• Work task: Word for word, output the data that follows.

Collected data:

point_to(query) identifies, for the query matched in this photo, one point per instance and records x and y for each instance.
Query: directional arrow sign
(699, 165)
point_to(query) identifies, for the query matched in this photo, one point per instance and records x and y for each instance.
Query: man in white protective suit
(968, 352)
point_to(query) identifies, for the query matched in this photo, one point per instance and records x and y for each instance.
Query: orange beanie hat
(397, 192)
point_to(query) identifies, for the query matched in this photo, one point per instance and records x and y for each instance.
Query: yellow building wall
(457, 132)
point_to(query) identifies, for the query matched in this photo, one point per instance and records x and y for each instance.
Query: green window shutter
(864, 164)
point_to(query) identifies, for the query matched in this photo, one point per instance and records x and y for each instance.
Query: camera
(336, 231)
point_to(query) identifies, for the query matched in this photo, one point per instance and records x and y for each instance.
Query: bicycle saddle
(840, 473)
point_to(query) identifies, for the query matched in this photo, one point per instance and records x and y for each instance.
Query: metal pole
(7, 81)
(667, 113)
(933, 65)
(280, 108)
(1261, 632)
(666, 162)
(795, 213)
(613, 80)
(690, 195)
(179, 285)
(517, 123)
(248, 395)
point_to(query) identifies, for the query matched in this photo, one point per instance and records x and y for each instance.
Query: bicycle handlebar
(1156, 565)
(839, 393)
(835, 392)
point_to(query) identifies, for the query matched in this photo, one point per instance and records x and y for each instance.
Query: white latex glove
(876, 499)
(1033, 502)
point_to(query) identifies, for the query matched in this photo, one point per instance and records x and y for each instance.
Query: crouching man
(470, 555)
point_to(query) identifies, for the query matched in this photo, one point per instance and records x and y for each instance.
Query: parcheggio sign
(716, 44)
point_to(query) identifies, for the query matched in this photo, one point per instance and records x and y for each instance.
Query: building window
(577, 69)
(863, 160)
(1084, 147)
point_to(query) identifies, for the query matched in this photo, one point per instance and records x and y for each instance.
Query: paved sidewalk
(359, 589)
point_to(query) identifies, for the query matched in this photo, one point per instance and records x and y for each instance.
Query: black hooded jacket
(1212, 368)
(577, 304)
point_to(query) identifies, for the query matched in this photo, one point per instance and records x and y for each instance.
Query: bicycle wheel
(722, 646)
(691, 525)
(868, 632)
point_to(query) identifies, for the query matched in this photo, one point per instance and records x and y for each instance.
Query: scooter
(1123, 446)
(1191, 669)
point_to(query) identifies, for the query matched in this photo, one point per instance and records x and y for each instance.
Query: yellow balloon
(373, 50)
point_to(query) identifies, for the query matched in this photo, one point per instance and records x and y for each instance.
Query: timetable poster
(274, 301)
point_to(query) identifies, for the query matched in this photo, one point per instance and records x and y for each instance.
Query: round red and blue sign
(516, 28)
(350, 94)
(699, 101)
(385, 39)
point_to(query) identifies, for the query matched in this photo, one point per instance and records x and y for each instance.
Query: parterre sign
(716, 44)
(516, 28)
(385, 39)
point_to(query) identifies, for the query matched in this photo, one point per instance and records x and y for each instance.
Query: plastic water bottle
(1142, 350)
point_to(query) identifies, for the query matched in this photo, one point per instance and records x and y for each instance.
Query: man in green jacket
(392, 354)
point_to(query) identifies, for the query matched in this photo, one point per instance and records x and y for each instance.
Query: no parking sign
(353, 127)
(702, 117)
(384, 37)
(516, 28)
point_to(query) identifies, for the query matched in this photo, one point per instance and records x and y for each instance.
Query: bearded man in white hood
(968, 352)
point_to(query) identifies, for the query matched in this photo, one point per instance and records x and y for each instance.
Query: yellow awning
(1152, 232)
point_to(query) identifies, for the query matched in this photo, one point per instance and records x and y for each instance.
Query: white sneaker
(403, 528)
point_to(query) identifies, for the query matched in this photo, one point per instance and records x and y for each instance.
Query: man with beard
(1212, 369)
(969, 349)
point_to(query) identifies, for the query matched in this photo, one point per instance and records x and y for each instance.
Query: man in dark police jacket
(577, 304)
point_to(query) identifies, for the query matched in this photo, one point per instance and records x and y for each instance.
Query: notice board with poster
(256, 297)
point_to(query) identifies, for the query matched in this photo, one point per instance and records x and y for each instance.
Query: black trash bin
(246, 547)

• Finished task:
point_to(query) identifies, for the query matched in this photo, one point per instance and records x and y for each instance.
Query: directional arrow sign
(699, 165)
point_to(query) identifies, for the query matched in this photo, one point per instance and records x and y for each instance.
Query: man in white protective suit
(968, 352)
point_to(query) identifies, for the query matched in this photo, one point per instance and records x and y for each instance.
Query: orange beanie hat
(397, 192)
point_to(query) identifies, for the query matched in this photo, one point per instance and records x and y for each instance.
Query: yellow building wall
(457, 132)
point_to(query) identifies, for the query matched in this photo, one point per instance and records x and y for each instance.
Query: green window shutter
(864, 164)
point_to(query) identifies, for the query matched in this photo, one point per instance and records x and y for each instance.
Query: camera
(336, 231)
point_to(query) identifies, for the query matched in this photo, one point per instance and records x and y for each instance.
Query: bicycle saddle
(840, 473)
point_to(query) identifies, for the query matched in this photo, one point per instance and records x and y for each instance.
Query: metal pole
(7, 81)
(667, 113)
(933, 65)
(280, 108)
(1261, 632)
(666, 162)
(795, 213)
(613, 80)
(690, 195)
(179, 285)
(517, 123)
(248, 395)
point_to(query) identifies, for the query matched in this photo, one point per instance and records x and y for each instance.
Query: bicycle handlebar
(1156, 565)
(839, 393)
(835, 392)
point_to(query) identifies, for the query matched in this photo, one point per instance and records x and y for each instance.
Query: white latex glove
(876, 499)
(1033, 502)
point_to(query) identifies, for the query matched in this photo, one point per instance and records x and y for each instance.
Query: crouching man
(470, 555)
point_to(query) identifies, for the query matched in this photo, one point per instance and records x and y for each instance.
Query: parcheggio sign
(716, 44)
point_to(query) identifies, for the query matched in this photo, one point per instance and records x and y for each instance.
Query: building window
(577, 69)
(863, 160)
(1084, 147)
point_to(query) identifies, for the query matched in this photo, one point per instance and records x and y for each instance.
Query: paved sidewalk
(359, 589)
point_to(query) identifies, for the query matched in this photo, one point per instance and records x and y for each instance.
Query: black hooded jacket
(1212, 368)
(577, 304)
point_to(query) identifies, for the query matched in this photo, one point per instance and records x and y for each instance.
Query: bicycle wheel
(722, 646)
(691, 525)
(868, 632)
point_to(query) identifies, for the query matched in this photo, one point per instance and records x and y for each instance.
Query: scooter
(1123, 446)
(1191, 669)
point_to(query) identifies, for the query matched in this photo, one point per instance and records x and y for each instance.
Query: yellow balloon
(373, 50)
point_to(query) identifies, for the query matched in this photo, one point per instance and records x and y for each instance.
Query: timetable poster
(274, 301)
point_to(query) identifies, for the query matched in this photo, one point per instance and records x and y for each instance.
Query: round red and blue sign
(516, 28)
(350, 94)
(699, 101)
(385, 39)
point_to(query) identifies, for the query matched in this photo, one point per instance and records x and y for each instance.
Query: parterre sign
(716, 44)
(516, 28)
(385, 39)
point_to(query) identifies, for the query matched in this photo, one point per instance and records x and y for each instance.
Query: plastic water bottle
(1142, 350)
point_to(query) identifies, for the query matched in this photo, one point per instance and records x and y for each instance.
Query: man in green jacket
(392, 354)
point_to(query) identifies, for the query matched in this photo, one point per instance and records x and y for each instance.
Query: no parking sign
(353, 127)
(702, 117)
(384, 37)
(516, 28)
point_to(query) identifies, for the query matched in this photo, one point per instance and records x and y for each instance.
Query: bearded man in white hood
(968, 352)
point_to(query) identifies, for the query matched in this photo, one point per instance and records x and y for each instance.
Query: yellow awning
(1152, 232)
point_to(query) identifies, for the query matched in this photo, one point per instance and records x and y for each instance.
Query: white sneaker
(403, 528)
point_to(query) identifies, for the query matched in this photo, one point per instance and records x and y for each instance.
Query: man with beard
(1212, 369)
(969, 349)
point_to(query) identifies, for the query matched in this photo, one point per instance and records x and y for each instance.
Query: man in dark police jacket
(577, 304)
point_to(query) identifies, for the query matched in this photo, one point per instance and records x and y for each instance.
Query: notice board with poster
(256, 297)
point_to(query) identifies, for the query matched in this photo, one point per instance and records x and y for each instance.
Query: black trash bin
(246, 547)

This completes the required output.